— Start RECORDS FOR PROCESSING —
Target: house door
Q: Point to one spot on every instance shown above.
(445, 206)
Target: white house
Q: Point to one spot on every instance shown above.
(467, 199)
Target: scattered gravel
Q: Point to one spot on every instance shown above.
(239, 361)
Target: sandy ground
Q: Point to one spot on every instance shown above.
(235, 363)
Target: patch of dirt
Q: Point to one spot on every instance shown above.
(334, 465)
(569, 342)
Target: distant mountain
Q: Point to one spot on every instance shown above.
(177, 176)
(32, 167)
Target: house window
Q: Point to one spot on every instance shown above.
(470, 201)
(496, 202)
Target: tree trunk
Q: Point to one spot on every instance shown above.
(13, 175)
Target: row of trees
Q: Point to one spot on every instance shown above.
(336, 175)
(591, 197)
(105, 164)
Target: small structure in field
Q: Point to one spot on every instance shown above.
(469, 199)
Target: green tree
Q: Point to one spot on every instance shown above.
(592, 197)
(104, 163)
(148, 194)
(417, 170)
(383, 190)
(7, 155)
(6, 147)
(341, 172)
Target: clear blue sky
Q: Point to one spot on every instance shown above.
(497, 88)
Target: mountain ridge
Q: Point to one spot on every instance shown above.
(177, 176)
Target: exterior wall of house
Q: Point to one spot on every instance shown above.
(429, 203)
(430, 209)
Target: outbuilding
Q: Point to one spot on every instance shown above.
— End RECORDS FOR PROCESSING —
INSTRUCTIONS TO FOLLOW: Rewrite every line of the records above as a numbered list, skipping any blank lines.

THE ANSWER:
1. Target: house door
2. Q: Point to one spot on every instance shown above.
3. (445, 206)
4. Target: white house
5. Q: Point to one spot on every instance shown above.
6. (467, 199)
7. Target: scattered gravel
8. Q: Point to one spot on every instance shown above.
9. (239, 361)
10. Target: sandy ground
11. Q: Point to one spot on every instance shown above.
12. (235, 363)
13. Target: patch of dirt
14. Q: Point to one spot on every instance shown above.
15. (334, 465)
16. (569, 342)
17. Target: distant mountain
18. Q: Point to one spot on every instance shown above.
19. (177, 176)
20. (32, 167)
21. Target: house window
22. Q: Point to one spot on every instance shown above.
23. (470, 201)
24. (496, 202)
25. Target: tree trunk
26. Q: Point to one spot on every instance shown above.
27. (13, 175)
28. Target: row of trees
29. Q: Point to one spot on every instance shown above.
30. (336, 175)
31. (591, 197)
32. (105, 164)
33. Target: small structure in field
34. Q: Point to one spot on every instance shown above.
35. (469, 199)
36. Target: green tree
37. Q: Point to one spot on every instance shown above.
38. (592, 197)
39. (104, 163)
40. (148, 194)
41. (417, 170)
42. (383, 190)
43. (7, 155)
44. (6, 147)
45. (341, 172)
46. Target: clear blue sky
47. Q: Point to one spot on every instance shown above.
48. (497, 88)
49. Target: mountain ridge
50. Q: Point to one spot on every instance shown above.
51. (177, 176)
52. Target: exterior wall of house
53. Q: Point to one spot on every instance shown above.
54. (429, 203)
55. (430, 209)
56. Target: outbuilding
57. Q: Point to one spot on every instance shown above.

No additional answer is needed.